▶ Text block
Laravel Cloud's incoming changes: $5 plans, spend caps, managed queues
Three concrete shipping announcements came up in the conversation.
Managed queues landed around the time of recording — an autoscaling queue system that scales to zero, with built-in graphs. Otwell described it as building the queue system he'd always wanted: something that could beat Horizon for teams running on Cloud.
New pricing brings a $5/month tier. Combined with the scale-to-zero infrastructure (which wakes in milliseconds), the intent is to make Cloud viable for side projects without a runway of idle costs.
Spend caps address what Otwell called the biggest piece of feedback from Cloud users: fear of an unexpectedly large bill. Users can set a hard cap, choose whether to shut everything down when it's hit or just receive notifications, and configure alerts at 50%, 80%, and 90% thresholds. For production workloads, the notification-only path makes sense; for a side project, shutting down at the cap is a reasonable default.

▶ Given information
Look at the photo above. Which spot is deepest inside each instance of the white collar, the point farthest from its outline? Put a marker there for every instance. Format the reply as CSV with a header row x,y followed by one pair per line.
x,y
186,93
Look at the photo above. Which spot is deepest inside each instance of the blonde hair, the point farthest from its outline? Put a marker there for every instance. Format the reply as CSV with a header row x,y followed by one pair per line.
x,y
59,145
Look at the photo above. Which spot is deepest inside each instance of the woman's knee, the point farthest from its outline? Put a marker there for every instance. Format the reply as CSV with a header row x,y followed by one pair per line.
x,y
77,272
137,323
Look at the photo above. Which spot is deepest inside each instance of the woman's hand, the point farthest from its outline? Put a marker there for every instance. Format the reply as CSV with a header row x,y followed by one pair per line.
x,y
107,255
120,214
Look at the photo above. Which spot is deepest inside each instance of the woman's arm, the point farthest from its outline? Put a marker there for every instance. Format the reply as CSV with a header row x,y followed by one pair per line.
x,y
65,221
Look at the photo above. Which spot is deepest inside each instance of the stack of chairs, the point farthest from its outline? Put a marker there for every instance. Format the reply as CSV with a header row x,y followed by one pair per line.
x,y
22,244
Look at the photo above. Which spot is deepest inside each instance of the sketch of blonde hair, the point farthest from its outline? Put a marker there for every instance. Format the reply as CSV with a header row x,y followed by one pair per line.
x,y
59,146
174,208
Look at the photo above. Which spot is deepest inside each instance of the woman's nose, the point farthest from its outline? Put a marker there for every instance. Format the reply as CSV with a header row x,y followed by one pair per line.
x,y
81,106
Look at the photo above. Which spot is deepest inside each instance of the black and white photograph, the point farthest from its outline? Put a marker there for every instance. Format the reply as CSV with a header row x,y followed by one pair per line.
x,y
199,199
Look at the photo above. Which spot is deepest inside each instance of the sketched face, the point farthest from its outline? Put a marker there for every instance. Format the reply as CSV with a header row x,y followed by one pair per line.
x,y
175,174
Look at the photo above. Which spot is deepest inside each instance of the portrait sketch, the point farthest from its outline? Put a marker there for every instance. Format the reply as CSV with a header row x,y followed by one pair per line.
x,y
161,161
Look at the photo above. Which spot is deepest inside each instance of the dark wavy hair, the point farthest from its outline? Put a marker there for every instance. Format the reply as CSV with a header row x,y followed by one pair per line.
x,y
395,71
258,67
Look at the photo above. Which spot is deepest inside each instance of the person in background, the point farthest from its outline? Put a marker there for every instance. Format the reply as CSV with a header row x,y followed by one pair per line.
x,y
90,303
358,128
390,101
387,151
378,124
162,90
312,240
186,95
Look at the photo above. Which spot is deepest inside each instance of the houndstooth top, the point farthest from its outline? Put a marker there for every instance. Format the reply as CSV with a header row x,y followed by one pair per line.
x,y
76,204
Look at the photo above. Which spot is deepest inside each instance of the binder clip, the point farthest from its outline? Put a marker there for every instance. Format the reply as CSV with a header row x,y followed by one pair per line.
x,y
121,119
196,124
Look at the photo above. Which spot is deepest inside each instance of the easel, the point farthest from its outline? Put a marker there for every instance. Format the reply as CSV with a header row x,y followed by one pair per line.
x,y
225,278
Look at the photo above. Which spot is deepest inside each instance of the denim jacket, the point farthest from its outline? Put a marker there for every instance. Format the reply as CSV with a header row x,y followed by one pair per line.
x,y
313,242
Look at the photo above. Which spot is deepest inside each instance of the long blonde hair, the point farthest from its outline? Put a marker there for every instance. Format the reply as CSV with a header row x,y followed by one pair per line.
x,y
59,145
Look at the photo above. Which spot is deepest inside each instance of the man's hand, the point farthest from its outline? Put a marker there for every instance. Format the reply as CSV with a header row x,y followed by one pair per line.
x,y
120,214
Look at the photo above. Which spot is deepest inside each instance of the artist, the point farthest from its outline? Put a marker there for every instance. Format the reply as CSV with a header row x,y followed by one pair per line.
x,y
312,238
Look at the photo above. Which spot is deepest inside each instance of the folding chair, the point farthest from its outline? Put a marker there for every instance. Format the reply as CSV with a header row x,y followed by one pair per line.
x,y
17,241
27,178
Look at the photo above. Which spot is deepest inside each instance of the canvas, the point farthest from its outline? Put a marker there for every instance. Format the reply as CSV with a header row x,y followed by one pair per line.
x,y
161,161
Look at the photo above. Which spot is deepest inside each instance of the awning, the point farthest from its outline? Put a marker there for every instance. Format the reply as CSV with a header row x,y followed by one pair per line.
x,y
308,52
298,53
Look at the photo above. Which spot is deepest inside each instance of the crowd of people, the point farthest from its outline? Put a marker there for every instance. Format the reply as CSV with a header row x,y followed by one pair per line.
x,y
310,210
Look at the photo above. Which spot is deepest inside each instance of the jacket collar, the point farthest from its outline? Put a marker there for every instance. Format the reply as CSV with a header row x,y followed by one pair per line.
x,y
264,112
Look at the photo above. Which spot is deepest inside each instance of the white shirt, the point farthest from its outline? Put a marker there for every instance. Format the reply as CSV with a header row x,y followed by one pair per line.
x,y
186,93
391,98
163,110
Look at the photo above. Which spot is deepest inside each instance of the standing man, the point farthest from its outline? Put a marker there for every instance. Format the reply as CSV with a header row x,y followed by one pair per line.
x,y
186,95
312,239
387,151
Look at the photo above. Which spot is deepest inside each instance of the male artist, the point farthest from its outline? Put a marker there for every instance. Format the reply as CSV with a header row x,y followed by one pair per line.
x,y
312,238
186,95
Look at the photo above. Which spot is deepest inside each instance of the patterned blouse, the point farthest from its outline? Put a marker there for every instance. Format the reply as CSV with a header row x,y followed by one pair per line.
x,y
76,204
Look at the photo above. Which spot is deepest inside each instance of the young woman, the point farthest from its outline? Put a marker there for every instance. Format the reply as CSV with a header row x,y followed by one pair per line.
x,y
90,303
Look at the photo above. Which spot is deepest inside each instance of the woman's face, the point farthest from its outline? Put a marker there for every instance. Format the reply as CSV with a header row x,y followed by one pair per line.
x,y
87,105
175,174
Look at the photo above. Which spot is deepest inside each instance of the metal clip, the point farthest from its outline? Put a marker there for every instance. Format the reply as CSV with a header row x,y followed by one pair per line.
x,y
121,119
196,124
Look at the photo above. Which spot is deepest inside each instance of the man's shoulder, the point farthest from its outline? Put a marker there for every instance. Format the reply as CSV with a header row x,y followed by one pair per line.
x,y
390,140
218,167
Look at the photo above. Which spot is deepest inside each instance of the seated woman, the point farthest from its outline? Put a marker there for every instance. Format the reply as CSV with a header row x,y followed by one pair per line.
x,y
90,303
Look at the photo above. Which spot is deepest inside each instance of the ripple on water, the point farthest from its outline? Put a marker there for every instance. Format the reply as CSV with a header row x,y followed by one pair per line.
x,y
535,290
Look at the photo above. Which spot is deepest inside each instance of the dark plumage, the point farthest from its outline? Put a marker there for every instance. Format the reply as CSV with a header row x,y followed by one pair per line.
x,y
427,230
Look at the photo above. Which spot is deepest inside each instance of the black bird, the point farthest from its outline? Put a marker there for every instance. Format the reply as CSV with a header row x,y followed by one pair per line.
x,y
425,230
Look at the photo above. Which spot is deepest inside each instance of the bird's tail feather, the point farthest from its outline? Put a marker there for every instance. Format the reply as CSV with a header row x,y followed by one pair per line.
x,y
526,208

▶ The task
Answer these questions from the text on Laravel Cloud's incoming changes:
(a) What is the monthly price of the new pricing tier?
(b) At which percentage thresholds can spend cap alerts be set?
(c) Which tool did Otwell say the managed queue system could beat for teams running on Cloud?

▶ Result of the exercise
(a) $5 per month.
(b) 50%, 80%, and 90%.
(c) Horizon.